**PASSAGE FOR REVIEW**
BEGIN

IMGN632 with venetoclax + azacitidine for CD123-positive AML (#372)5

Overexpression of the IL-3 receptor alpha subunit CD123 is typical of both mature AML blasts and putative leukemia stem cells, but not hematopoietic stem cells. Inhibition of CD123 has demonstrated synergy with venetoclax and azacitidine in pre-clinical murine AML models and may help to address drug resistance.

The CD123-directed antibody-drug conjugate, IMGN632, has been evaluated with both azacitidine and venetoclax independently in the AML setting. At ASH 2021, Naval Daver presented the findings of a phase Ib/II study investigating the efficacy and safety of IMGN632 in combination with azacitidine and venetoclax for the treatment of patients with CD123+ AML. Of the 51 patients enrolled, 49% had adverse risk disease.

END

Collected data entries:
BEGIN

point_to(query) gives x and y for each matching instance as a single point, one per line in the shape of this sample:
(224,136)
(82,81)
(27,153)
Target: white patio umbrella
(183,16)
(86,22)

END

Proceed with the passage on IMGN632 combined with venetoclax and azacitidine for CD123-positive AML, continuing from its final sentence.

Several dosing regimens were evaluated; patients who received higher intensity dosing (IMGN632 on Day 7 at the higher dose of 45 mcg/kg or venetoclax for 14/21 days or both) demonstrated greater response rates (Figure 4A). Subset analyses of the higher intensity cohort identified groups of patients who may benefit from the novel triplet combination therapy (Figure 4B).

Figure 4. Responses to IMGN632 with azacitidine and venetoclax in A the efficacy evaluable population versus higher intensity dosing cohort and B patient subsets of the higher intensity dosing cohort*

CCR, composite complete remission; CR, complete remission; CRh, CR with partial hematologic recovery; CRi, CR with incomplete hematologic recovery; CRp, CR with incomplete platelet recovery; ELN, European LeukemiaNet; HMA, hypomethylating agent; ITD, internal tandem duplication; ORR, overall response rate; SCT, stem cell transplant.
*Data from Daver, et al.5
ORR = CR +CRh + CRp + CRi + morphologic leukemia free state (data not provided).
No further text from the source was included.